### Supplied material:
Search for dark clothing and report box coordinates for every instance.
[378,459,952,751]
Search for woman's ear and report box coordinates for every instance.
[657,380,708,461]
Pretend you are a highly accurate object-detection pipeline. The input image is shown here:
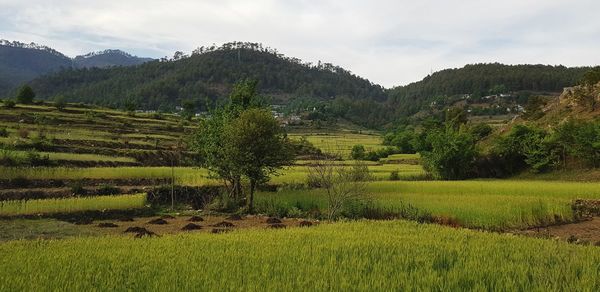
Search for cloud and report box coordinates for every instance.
[0,0,600,87]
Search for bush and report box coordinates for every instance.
[96,184,121,196]
[350,144,365,160]
[17,128,29,139]
[4,99,16,108]
[421,128,477,179]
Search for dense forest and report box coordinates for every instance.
[389,63,590,116]
[0,40,152,97]
[32,42,386,109]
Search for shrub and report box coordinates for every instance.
[4,99,16,108]
[421,128,477,179]
[17,128,29,139]
[350,144,365,160]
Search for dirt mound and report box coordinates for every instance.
[148,218,169,225]
[181,223,202,231]
[210,228,232,234]
[134,230,158,238]
[188,216,204,222]
[123,226,148,233]
[98,222,119,228]
[266,217,281,224]
[123,226,158,238]
[298,220,313,227]
[225,214,243,221]
[73,218,94,225]
[212,221,235,227]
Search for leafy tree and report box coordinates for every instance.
[223,108,293,212]
[15,85,35,104]
[581,67,600,86]
[192,81,293,212]
[421,127,477,180]
[181,99,196,121]
[54,95,67,111]
[350,144,366,160]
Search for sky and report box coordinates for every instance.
[0,0,600,88]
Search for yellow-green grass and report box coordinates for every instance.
[289,132,384,158]
[0,221,600,291]
[257,180,600,230]
[0,164,425,186]
[4,151,136,162]
[0,194,146,216]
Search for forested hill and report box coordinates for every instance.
[0,40,152,97]
[389,63,590,115]
[32,42,386,109]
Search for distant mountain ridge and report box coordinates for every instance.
[0,40,152,96]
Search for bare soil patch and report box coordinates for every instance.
[517,217,600,245]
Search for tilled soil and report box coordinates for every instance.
[94,216,318,235]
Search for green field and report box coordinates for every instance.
[0,194,146,216]
[289,131,384,158]
[0,221,600,291]
[257,180,600,229]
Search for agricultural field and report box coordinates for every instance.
[0,101,600,291]
[0,221,600,291]
[258,180,600,230]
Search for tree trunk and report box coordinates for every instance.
[248,179,256,213]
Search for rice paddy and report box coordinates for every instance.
[0,194,146,216]
[0,221,600,291]
[257,180,600,230]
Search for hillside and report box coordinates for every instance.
[32,43,386,109]
[0,40,151,96]
[389,63,590,115]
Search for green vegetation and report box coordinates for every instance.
[0,221,600,291]
[0,194,146,216]
[257,180,600,230]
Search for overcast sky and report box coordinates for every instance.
[0,0,600,87]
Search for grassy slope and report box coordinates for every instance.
[0,221,600,291]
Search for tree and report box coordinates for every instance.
[54,95,67,111]
[350,144,366,160]
[181,99,196,121]
[223,108,293,212]
[421,127,477,180]
[16,85,35,104]
[192,81,292,212]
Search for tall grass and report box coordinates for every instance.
[0,194,146,216]
[0,221,600,291]
[257,180,600,229]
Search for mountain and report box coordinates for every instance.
[0,40,72,95]
[389,63,590,116]
[31,42,386,109]
[73,50,153,68]
[0,40,152,96]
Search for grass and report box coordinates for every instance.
[4,151,136,163]
[0,194,146,216]
[289,131,384,158]
[0,221,600,291]
[0,164,425,186]
[257,180,600,230]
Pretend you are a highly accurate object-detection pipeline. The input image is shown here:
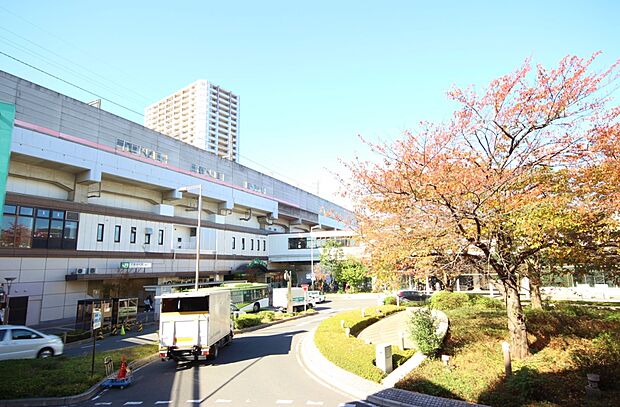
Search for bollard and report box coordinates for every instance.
[502,341,512,377]
[375,343,392,373]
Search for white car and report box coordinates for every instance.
[0,325,64,360]
[308,291,325,304]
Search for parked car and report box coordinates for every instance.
[308,291,325,304]
[396,290,430,302]
[0,325,64,360]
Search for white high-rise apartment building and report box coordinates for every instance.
[144,80,239,161]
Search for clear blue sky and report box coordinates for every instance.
[0,0,620,209]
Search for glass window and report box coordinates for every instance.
[19,206,34,216]
[52,211,65,219]
[63,220,78,249]
[32,220,50,249]
[47,219,63,249]
[37,209,50,218]
[15,217,34,248]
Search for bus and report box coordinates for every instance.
[217,283,269,312]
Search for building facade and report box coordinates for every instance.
[0,71,351,324]
[144,80,239,162]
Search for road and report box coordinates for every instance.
[75,298,376,407]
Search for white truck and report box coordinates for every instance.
[157,290,233,361]
[273,287,315,311]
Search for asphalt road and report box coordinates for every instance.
[75,298,376,407]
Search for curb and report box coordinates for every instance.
[0,353,159,407]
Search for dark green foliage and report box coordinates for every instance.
[408,308,441,355]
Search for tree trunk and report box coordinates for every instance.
[502,277,530,359]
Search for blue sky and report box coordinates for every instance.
[0,0,620,207]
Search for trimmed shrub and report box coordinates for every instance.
[383,297,396,305]
[314,305,414,382]
[235,314,262,329]
[408,308,441,355]
[431,291,469,311]
[467,294,504,309]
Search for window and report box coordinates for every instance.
[97,223,104,242]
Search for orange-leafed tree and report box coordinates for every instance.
[347,54,619,358]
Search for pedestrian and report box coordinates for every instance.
[144,294,153,312]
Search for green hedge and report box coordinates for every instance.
[314,305,414,382]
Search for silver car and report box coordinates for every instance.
[0,325,64,360]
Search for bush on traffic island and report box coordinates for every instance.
[314,305,414,382]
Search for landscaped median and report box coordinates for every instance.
[314,305,415,383]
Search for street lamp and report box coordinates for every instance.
[310,225,321,290]
[179,184,202,291]
[4,277,17,325]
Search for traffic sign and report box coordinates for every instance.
[93,311,101,329]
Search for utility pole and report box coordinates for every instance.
[284,270,293,314]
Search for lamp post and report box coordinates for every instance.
[179,184,202,291]
[310,225,321,290]
[4,277,17,325]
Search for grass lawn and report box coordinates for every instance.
[314,305,415,382]
[397,305,620,406]
[0,345,157,400]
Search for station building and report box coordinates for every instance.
[0,71,352,325]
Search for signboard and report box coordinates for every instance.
[93,311,102,329]
[0,102,15,222]
[121,261,153,269]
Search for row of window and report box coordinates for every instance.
[232,236,267,252]
[0,205,79,250]
[97,223,164,246]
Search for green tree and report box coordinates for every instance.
[339,258,368,291]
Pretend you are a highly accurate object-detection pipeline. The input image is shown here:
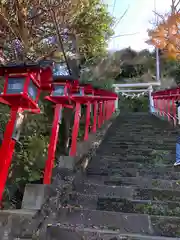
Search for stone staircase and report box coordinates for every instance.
[47,113,180,240]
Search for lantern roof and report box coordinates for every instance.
[0,63,40,76]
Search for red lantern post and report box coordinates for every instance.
[70,85,93,156]
[0,65,40,201]
[83,84,94,141]
[44,78,73,184]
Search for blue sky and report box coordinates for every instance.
[104,0,171,50]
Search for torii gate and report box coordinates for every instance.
[113,81,161,112]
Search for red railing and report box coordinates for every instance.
[151,87,180,126]
[0,62,118,201]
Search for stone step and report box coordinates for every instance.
[47,224,178,240]
[151,216,180,239]
[97,144,176,155]
[78,176,180,191]
[102,138,176,147]
[88,159,174,172]
[87,168,180,180]
[95,198,180,217]
[74,183,180,202]
[91,151,176,164]
[57,208,153,234]
[57,208,180,237]
[99,145,176,153]
[87,165,180,174]
[70,193,180,217]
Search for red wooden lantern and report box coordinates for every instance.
[1,64,40,111]
[40,61,53,91]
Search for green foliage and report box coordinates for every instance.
[73,0,113,59]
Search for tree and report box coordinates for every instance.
[147,0,180,59]
[0,0,113,208]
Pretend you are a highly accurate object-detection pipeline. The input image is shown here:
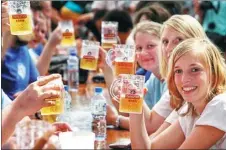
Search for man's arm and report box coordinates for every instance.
[36,27,62,76]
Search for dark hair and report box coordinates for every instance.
[134,3,171,24]
[135,1,152,12]
[103,9,133,32]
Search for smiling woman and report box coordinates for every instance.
[164,38,226,149]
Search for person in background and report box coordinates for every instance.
[130,38,226,149]
[105,15,207,139]
[103,9,133,44]
[1,1,61,100]
[134,21,167,109]
[193,0,226,55]
[1,3,71,147]
[129,3,170,82]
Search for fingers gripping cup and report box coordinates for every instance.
[59,20,75,47]
[101,21,118,50]
[80,40,100,70]
[110,74,145,114]
[38,76,64,115]
[106,44,136,76]
[8,0,33,35]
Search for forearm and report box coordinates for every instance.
[130,114,151,149]
[37,42,55,76]
[111,115,129,130]
[143,101,153,135]
[2,103,24,144]
[1,31,15,59]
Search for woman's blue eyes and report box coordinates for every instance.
[191,68,199,72]
[174,68,200,74]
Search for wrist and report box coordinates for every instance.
[114,115,121,128]
[6,102,26,125]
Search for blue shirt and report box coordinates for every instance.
[203,1,226,36]
[1,90,12,109]
[1,46,39,100]
[144,73,167,109]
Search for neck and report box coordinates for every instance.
[151,68,164,82]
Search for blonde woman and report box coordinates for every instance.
[130,15,214,149]
[130,38,226,149]
[106,15,206,134]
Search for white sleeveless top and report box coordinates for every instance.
[179,93,226,149]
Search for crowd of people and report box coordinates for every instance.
[1,0,226,149]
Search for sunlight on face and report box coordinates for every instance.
[174,51,210,103]
[135,32,160,72]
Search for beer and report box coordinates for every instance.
[119,94,143,114]
[101,21,118,50]
[42,115,58,123]
[114,61,135,76]
[101,42,117,51]
[9,14,32,35]
[80,40,100,70]
[80,56,98,70]
[41,98,64,115]
[61,32,75,47]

### What the task requires:
Shift every box coordinate by adding 102 to each number, covering only the records starting at the line that contains "Search for pedestrian" and ending at the line that contains "[339,258,368,291]". Rewrite every line in that stretch, including those without coordinates.

### Answer below:
Search for pedestrian and report box coordinates for every instance.
[246,396,255,414]
Search for green hedge and report box coordinates for every instance.
[416,407,516,484]
Search for silver car and report box coordinates for every instance.
[102,427,166,462]
Search for bush on traffic island and report box coordinates for every instance.
[416,407,516,484]
Search for landscaped median and report box coordinates for every instance.
[416,407,517,485]
Search for street lamp and report box coordinates for every instance.
[412,327,423,392]
[281,286,304,393]
[106,379,119,427]
Search for traffic sign and report box coordinates for every instance.
[195,413,203,431]
Search for utility pole and report box coordinates for every instance.
[386,372,395,416]
Search for lamp post and report box coordinates for every instance.
[281,286,304,393]
[412,327,423,392]
[106,379,119,427]
Search for grass lawn and report box coordinates for every instance.
[416,407,517,484]
[499,407,722,508]
[102,447,259,502]
Search for station building and report box coordinates for every instance.
[102,173,454,427]
Search for signboard and report box coordinates for every instance.
[195,413,204,431]
[102,204,117,324]
[223,363,255,371]
Search for row of window and report box coordinates for every instance.
[334,338,369,354]
[102,307,181,352]
[199,325,266,348]
Search for green tree and report box coordinates for every instance.
[441,360,470,393]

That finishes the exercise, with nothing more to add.